| TRECHO DA PÁGINA |
────────────────────
Tchick, de Wolfgang Herrndorf, montes de aventuras e grande humor

17 09 2011
Ilustração Ben Swift, in The Daily Mail, Inglaterra.

Na capa de trás de Tchick de Wolfgang Herrndorf, [Tordesilhas:2011] está impresso o comentário de Ijoma Mangold do Süddeutsche Zeitung, “Então está provado: dá para escrever histórias inteligentes e, ao mesmo tempo, muito engraçadas em alemão”.  Exatamente o que pensei ao terminar a leitura dessa deliciosa aventura de dois meninos de quatorze anos em férias, no verão de 2010.

Wolfgang Herrndorf consegue captar exatamente como adolescentes pensam e em que tipo de aventuras conseguem se meter, nessa idade em que não se acham mais crianças, mas ainda não conhecem bem o mundo.   Dá para entender porque este romance se tornou um best-seller na Alemanha, onde vendeu mais de 120.000 exemplares: é uma aventura pra lá de gostosa, que sabemos que vai acabar mal – na verdade o livro começa pela fim — de modo que sabemos desde o início que as aventuras desses dois meninos vão acabar na polícia; é narrada com um humor delicioso, contagiante e é repleto de personagens com boas qualidades, com boas intenções.  No final é uma história que nos dá grande fé nos seres humanos, na sociedade e no futuro.
────────────────────
| OBJETIVO 1 |
Transcreva da resenha de Tchick o trecho que começa em "Na capa de trás" e segue até "verão de 2010.".
| OBJETIVO 2 |
Escreva o que vem depois da última frase da resenha de Tchick, dando sequência ao texto.

| Registros de posicionamento de pontos |
────────────────────
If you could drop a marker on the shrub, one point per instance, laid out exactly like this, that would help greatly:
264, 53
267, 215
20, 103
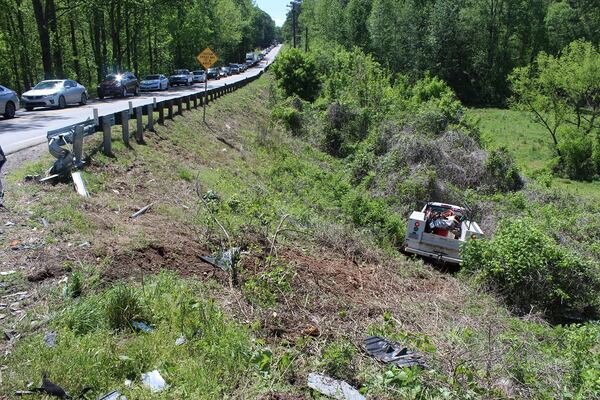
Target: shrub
525, 265
296, 74
123, 307
344, 127
502, 172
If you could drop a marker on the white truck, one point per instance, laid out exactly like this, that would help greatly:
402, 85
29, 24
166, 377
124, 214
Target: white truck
439, 230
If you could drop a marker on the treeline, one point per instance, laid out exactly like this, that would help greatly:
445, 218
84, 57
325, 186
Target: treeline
84, 40
471, 44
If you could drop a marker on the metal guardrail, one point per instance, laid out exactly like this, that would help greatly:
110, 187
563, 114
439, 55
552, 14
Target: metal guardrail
66, 144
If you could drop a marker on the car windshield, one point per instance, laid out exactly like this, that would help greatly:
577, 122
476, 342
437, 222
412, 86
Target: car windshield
48, 84
114, 77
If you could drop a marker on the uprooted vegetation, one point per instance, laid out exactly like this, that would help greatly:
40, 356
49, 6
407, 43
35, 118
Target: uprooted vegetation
318, 271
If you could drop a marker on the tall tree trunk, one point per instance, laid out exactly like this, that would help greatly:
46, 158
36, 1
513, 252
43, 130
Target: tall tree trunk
13, 53
76, 64
95, 38
44, 33
51, 19
24, 51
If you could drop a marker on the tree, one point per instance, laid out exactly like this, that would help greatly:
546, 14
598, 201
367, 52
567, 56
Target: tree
296, 73
563, 95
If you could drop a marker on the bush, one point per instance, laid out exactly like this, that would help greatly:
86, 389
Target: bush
296, 74
344, 128
526, 266
502, 172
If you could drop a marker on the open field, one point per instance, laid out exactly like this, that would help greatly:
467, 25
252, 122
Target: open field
530, 144
310, 284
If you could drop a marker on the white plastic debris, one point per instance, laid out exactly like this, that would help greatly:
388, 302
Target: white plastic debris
154, 381
330, 387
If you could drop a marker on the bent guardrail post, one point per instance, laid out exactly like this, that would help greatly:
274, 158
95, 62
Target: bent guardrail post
125, 126
67, 159
139, 131
161, 113
106, 136
78, 145
170, 109
150, 114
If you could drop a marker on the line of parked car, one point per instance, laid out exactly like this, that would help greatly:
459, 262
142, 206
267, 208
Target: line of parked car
59, 93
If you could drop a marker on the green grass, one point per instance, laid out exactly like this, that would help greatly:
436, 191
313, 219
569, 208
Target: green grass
530, 144
214, 361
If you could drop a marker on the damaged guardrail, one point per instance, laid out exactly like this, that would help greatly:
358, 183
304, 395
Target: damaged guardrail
66, 144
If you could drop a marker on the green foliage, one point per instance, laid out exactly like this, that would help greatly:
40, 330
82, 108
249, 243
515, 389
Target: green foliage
502, 171
561, 94
213, 363
268, 286
525, 265
123, 307
296, 73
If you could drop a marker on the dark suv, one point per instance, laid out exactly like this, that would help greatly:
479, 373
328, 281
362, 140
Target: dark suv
119, 85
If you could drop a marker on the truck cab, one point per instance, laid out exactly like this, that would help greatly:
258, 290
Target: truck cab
438, 231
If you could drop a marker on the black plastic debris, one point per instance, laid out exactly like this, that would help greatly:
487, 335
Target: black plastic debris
47, 387
142, 326
114, 395
225, 260
390, 352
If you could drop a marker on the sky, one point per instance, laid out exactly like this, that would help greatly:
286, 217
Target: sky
275, 8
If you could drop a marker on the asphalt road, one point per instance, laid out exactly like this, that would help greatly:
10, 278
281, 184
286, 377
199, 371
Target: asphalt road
30, 128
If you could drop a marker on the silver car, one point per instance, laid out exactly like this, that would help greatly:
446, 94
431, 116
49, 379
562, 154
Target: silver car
55, 93
9, 102
154, 82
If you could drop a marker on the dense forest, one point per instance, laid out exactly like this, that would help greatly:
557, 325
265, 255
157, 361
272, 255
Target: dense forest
85, 40
471, 44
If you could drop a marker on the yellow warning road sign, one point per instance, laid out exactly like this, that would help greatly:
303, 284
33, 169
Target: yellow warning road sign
207, 58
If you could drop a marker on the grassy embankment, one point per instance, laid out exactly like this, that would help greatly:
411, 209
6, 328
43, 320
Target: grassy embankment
312, 280
531, 146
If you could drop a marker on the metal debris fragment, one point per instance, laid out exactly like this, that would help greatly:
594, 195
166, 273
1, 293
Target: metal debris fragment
390, 352
330, 387
79, 184
141, 211
50, 338
114, 395
224, 260
154, 381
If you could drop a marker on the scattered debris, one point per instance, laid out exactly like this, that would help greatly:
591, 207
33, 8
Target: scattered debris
40, 275
141, 211
79, 184
154, 381
47, 387
142, 326
225, 260
330, 387
50, 338
114, 395
392, 353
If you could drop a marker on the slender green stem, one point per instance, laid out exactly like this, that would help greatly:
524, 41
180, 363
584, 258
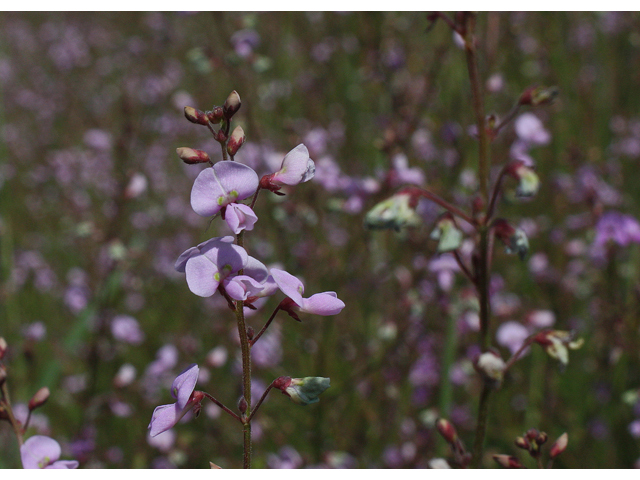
────────────────────
| RESPOSTA FINAL 1 |
Na capa de trás de Tchick de Wolfgang Herrndorf, [Tordesilhas:2011] está impresso o comentário de Ijoma Mangold do Süddeutsche Zeitung, “Então está provado: dá para escrever histórias inteligentes e, ao mesmo tempo, muito engraçadas em alemão”.  Exatamente o que pensei ao terminar a leitura dessa deliciosa aventura de dois meninos de quatorze anos em férias, no verão de 2010.

| RESPOSTA FINAL 2 |
Acompanhamos dois meninos que, depois de não terem sido convidados para a festa da gatíssima Tatjana, se encontram sozinhos.  Mike Klingenberg e Tchick, colegas de escola,  embarcam, então, numa série de aventuras, num carro “emprestado”, um velho e quase indestrutível Lada.  Partem à procura de Valáquia  [região sul da România], onde Tchick diz ter familiares.  Mas sem mapas e sem meios seguros de navegação, parece difícil chegarem lá.  É justamente o trajeto, a viagem, que se torna a própria aventura, e abre algumas janelas do mundo para ambos os adolescentes.  Uma amizade inesperada se desenvolve entre esses dois rapazes que até o início das férias de verão não conseguiam se ver como amigos.  Uma deliciosa série de aventuras, contadas com muito humor, sem pieguismos.

Wolfgang Herrndorf

Recomendo sem hesitação Tchick para jovens e adultos.  Qualquer leitor terá garantidas muitas horas de prazer e entretenimento.  E para os adultos esse texto  trará de volta a lembrança de como pensa um jovem adolescente.  Dois detalhes enriquecem esse volume: a excelente tradução de  Cláudia Abeling, e a dinâmica capa de Kiko Farkas e Adriano Guarnieri/ Máquina Estúdio.  Uma publicação esmerada que vale ouro!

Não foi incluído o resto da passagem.